Activity: What lines below hold the string "machine"? Copy them all.

Data for this task:
== Segment start ==

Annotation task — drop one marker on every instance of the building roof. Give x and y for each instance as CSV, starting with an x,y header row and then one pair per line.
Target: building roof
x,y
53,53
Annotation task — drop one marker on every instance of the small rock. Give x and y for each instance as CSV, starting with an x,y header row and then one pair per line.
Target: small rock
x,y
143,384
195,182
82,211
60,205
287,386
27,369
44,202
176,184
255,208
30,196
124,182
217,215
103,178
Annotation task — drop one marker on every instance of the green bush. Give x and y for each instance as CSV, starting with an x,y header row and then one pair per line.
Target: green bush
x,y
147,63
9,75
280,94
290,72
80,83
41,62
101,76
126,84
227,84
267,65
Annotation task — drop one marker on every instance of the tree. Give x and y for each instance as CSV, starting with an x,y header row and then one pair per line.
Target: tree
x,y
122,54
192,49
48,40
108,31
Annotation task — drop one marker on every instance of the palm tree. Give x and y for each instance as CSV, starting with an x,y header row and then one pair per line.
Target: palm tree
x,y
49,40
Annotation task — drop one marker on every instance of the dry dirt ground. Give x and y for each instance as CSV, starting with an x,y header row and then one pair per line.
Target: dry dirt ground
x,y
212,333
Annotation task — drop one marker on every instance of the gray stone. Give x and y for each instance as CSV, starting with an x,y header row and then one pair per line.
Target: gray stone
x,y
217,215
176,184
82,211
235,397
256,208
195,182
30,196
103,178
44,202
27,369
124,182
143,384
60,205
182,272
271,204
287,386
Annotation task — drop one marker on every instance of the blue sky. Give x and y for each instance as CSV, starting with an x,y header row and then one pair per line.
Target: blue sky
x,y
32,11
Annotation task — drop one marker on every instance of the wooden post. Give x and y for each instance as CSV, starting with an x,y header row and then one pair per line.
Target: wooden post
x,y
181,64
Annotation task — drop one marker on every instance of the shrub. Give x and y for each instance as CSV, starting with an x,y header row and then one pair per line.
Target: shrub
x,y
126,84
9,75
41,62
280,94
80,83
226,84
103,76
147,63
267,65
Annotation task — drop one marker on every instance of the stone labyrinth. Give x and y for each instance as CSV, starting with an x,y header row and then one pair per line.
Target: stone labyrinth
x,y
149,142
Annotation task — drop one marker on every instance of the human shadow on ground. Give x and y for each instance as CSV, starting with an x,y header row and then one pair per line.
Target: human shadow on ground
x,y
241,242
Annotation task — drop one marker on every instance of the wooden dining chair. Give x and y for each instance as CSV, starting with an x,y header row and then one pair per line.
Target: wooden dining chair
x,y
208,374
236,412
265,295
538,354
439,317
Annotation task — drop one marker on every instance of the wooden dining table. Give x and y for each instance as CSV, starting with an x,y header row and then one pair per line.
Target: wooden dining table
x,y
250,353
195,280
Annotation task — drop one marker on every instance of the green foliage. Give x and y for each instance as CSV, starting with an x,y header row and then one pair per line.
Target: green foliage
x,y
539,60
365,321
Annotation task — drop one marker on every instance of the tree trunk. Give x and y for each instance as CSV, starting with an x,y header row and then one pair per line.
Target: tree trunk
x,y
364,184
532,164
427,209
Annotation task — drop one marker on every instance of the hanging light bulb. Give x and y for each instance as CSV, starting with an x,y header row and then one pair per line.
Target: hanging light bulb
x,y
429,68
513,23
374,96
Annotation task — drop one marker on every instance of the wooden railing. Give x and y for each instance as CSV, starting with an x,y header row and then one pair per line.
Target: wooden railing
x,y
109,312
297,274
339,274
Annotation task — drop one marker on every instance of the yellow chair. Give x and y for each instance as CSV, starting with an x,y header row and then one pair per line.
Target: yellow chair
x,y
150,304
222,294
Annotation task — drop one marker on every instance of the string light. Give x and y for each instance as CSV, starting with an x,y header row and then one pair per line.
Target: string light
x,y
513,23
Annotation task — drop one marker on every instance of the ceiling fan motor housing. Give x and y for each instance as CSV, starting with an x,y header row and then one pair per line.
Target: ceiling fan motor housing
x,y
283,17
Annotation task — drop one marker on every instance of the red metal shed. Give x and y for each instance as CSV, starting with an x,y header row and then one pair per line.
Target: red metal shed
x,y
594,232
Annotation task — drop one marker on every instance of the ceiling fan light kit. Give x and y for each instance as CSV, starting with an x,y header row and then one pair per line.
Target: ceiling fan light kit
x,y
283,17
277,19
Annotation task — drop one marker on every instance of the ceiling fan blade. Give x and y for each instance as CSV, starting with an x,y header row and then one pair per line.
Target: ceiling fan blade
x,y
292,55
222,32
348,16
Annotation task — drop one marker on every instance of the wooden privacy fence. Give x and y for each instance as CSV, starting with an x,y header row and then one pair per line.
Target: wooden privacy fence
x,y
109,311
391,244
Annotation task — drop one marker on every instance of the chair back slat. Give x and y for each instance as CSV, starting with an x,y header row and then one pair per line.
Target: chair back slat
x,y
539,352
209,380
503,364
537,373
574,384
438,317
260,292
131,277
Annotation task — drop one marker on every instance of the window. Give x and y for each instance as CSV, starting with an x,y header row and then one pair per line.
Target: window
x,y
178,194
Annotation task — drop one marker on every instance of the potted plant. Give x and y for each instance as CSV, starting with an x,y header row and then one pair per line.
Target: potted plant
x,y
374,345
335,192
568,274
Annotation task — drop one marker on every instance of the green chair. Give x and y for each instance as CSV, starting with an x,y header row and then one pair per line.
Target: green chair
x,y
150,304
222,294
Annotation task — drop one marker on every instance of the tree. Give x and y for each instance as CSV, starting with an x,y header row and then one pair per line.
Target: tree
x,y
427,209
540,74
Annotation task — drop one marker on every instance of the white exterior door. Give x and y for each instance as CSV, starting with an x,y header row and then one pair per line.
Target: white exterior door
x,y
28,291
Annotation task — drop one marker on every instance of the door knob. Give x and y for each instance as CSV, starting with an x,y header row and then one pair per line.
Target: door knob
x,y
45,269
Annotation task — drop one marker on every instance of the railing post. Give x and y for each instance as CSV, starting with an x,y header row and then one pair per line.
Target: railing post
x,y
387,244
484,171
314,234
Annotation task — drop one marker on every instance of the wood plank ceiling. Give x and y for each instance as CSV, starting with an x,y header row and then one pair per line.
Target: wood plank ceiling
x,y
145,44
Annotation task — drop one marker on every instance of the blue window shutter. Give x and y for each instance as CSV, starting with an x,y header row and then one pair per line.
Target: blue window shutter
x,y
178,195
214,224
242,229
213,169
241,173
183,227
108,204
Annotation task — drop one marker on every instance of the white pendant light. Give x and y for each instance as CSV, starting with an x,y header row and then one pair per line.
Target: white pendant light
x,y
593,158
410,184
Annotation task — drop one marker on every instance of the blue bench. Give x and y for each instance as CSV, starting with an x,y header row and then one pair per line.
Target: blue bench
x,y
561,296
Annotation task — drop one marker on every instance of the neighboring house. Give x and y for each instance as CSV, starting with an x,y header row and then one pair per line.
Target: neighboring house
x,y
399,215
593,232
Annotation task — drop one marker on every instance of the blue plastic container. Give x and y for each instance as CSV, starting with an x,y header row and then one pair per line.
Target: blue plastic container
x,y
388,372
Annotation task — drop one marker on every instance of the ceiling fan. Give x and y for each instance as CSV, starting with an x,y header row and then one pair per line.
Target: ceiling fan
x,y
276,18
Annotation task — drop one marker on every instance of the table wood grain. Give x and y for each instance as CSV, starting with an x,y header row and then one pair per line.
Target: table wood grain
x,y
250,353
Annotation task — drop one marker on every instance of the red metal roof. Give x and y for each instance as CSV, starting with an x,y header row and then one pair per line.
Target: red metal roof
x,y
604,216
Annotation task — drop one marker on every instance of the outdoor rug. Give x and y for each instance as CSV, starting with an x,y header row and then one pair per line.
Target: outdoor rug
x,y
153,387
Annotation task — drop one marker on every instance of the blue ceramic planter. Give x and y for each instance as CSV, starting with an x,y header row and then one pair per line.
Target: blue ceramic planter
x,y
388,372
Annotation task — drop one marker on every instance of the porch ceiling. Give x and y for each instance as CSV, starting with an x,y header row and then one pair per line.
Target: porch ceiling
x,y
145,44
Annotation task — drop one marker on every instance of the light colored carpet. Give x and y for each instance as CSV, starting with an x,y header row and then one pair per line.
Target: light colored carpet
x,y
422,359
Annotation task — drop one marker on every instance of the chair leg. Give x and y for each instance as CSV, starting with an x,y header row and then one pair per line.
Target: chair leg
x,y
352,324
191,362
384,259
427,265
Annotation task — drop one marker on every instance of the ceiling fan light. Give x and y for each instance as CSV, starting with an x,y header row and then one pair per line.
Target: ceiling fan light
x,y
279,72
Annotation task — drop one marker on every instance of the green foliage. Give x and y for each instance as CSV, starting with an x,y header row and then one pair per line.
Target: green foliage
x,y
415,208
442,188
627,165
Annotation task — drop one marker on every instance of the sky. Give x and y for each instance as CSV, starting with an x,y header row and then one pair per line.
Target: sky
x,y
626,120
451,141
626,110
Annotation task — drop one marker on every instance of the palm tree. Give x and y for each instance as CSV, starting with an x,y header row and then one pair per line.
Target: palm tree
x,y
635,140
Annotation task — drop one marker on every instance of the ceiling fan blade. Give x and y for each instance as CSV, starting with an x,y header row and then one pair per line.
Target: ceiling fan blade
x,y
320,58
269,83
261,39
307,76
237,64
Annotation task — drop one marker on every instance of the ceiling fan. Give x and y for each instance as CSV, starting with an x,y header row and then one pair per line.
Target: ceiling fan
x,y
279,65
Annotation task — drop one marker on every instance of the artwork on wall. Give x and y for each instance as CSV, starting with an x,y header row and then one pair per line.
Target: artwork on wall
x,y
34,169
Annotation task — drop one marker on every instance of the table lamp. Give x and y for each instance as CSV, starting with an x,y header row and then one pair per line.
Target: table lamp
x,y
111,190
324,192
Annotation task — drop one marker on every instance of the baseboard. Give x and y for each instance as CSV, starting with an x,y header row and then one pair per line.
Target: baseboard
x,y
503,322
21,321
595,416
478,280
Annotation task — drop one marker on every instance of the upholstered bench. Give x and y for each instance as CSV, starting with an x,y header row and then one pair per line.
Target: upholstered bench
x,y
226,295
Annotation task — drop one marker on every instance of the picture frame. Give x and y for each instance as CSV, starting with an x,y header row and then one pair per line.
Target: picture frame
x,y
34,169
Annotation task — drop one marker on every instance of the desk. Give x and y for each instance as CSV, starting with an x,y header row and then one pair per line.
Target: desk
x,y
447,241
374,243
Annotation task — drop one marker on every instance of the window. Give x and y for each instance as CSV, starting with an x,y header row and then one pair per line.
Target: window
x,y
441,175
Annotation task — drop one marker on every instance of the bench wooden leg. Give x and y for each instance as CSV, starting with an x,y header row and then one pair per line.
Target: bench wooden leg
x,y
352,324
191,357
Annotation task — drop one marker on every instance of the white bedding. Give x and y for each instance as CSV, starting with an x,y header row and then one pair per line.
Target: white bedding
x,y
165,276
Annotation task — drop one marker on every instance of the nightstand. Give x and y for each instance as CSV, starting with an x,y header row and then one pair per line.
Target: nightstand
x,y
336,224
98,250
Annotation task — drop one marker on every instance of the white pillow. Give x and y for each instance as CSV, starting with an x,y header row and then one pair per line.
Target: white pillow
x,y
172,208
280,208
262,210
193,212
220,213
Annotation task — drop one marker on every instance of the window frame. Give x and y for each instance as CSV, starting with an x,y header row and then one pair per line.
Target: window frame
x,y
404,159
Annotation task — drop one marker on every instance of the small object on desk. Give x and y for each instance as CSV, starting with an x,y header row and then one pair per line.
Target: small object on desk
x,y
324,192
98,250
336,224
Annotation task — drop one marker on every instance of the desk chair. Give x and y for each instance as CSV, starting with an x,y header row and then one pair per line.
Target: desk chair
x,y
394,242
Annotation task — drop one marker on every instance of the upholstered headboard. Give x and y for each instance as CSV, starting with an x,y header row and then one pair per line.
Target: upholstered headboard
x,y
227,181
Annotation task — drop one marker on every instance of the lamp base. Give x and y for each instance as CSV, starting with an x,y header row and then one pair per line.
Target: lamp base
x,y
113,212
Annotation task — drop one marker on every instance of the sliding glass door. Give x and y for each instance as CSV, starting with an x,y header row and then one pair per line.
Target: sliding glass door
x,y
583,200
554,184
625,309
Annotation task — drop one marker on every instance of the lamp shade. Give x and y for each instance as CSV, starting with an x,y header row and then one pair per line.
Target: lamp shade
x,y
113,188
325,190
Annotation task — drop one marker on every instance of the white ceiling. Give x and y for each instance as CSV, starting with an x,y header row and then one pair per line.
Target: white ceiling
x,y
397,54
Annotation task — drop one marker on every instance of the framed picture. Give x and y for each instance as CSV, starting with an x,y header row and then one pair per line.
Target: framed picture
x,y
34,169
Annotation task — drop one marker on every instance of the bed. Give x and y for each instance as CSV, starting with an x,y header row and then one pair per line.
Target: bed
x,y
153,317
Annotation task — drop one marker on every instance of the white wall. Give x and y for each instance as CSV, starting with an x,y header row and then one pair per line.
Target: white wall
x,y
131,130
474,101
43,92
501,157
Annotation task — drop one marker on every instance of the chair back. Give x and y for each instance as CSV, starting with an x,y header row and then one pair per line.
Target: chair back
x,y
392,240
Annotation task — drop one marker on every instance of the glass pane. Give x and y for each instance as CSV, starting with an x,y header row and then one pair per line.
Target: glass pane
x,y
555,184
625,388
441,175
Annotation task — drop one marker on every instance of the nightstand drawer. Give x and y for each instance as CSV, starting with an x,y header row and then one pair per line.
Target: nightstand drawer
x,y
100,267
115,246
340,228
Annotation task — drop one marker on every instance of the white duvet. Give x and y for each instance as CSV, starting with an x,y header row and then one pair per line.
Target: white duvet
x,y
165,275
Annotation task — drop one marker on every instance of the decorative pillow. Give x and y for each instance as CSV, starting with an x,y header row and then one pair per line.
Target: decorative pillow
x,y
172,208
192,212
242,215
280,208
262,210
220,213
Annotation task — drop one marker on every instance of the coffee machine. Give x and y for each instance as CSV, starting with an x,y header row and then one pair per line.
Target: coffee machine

== Segment end ==

Task response:
Annotation task — drop one marker on every instance of the coffee machine. Give x and y for each instance as CSV, starting with an x,y header row and then one pair per line.
Target: coffee machine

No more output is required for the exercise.